**Task to carry out**: Keep every word of the listing and reproduce it exactly, but set aside any image found there.

**Provided data**:
_ _ _ _
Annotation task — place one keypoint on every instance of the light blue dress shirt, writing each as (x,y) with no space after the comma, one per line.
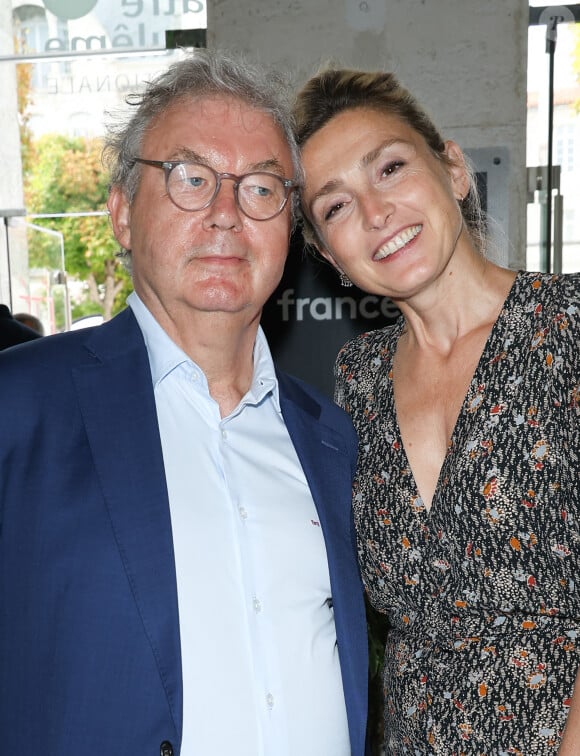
(261,673)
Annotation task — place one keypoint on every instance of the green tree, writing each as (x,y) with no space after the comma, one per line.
(66,176)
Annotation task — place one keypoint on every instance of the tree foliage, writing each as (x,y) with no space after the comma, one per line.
(66,176)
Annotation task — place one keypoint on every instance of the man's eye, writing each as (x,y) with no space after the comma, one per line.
(195,181)
(261,191)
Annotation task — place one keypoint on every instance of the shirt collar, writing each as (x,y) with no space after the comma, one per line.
(165,356)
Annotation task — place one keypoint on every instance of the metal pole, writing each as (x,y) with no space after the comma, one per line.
(551,33)
(8,269)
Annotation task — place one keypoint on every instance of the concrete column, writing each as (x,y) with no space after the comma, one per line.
(464,59)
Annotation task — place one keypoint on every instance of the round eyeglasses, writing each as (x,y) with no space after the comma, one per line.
(194,186)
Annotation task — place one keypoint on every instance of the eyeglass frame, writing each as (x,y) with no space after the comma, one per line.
(168,165)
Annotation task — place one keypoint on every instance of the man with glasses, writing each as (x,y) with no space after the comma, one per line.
(177,562)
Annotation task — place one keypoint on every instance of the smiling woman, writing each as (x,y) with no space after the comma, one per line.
(467,413)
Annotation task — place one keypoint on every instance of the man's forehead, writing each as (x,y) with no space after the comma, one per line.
(206,125)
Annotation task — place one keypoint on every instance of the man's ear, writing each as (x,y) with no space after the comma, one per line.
(120,212)
(457,170)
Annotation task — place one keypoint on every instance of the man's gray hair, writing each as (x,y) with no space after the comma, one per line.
(201,74)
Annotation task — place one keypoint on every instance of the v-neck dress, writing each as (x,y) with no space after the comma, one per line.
(482,592)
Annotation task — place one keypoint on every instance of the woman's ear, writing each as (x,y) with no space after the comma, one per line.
(457,170)
(324,253)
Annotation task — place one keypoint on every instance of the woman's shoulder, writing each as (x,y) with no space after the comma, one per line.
(561,290)
(370,346)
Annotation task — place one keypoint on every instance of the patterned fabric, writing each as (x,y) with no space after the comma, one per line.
(481,591)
_ _ _ _
**Problem solution**:
Annotation task — place one keypoint on every instance of the light blue dress shirt, writing each as (x,y) with no space after the comma, one per line.
(261,673)
Annotation task — place one keypoint on every instance of the green tree, writing each as (x,y) with no space after the comma, one per line.
(66,176)
Annotation task — place one keypoint on every instance of the tree foliage, writing each as (x,y) with no space after the comma, one per line.
(66,176)
Annotation task — place one keypoint on every instance of the man's eye, writing each as (x,y) with no space after the comma, one per line.
(195,181)
(261,191)
Annotation task — place one keypoint on every instance of the shirt collar, writing each as (x,y) with no space after the comma, one per line.
(165,356)
Annotation task — place one keypoint on every instance of the metal pole, writing each as (x,y) with no space after the comma, one per line.
(551,33)
(8,269)
Annotation task — place one keypoint on every instance of the concrete column, writing each as (x,y) with no space after the comma, one per line.
(464,59)
Annotation task — place one keypoint on every instance of the round eyeglasses, writing each as (x,y) with no space after the comma, one per line.
(194,186)
Annotation task — place one keypoint on every instance of the eyeglass frame, writing each as (x,y) with no space after the comma, one per line.
(168,165)
Annotation task — place one keypoint on every instance of the man with glasses, writing each as (x,y) with no space after the comma, one per line.
(177,562)
Annotation task — place one keypoint on every instance of the smiling woman, writing each as (x,y) with no space after the comma, one per line.
(467,413)
Annotation task — place one keypoint on every instance of the man's forehead, writing each as (x,y) with no space after the comma, one per line.
(206,125)
Annotation task — place one keypoint on every instance of the man's ear, writing each as (x,y) with no space after the comma, one per line.
(120,212)
(457,170)
Annotation task — place one keypoint on every instance of the man's gray hair, writing each as (x,y) with no space after the comma, one per line.
(201,74)
Annotation task — place one keypoint on every instance of the v-neck dress, writing each as (x,y) with no space after the comma, one per line.
(482,592)
Annotation task — place one keypoint on every instance of the woman's ear, writing each as (x,y) with no space after the comma, one per line.
(457,170)
(324,253)
Annotation task — place one keypoint on every instance of the woman's shoulder, writing each as (x,y) with no space after the comma, one per line.
(561,290)
(370,346)
Annotation task — place one keypoint on every instance of the patterned fabric, writing each as (x,y) with no space after the comma, one per line.
(481,591)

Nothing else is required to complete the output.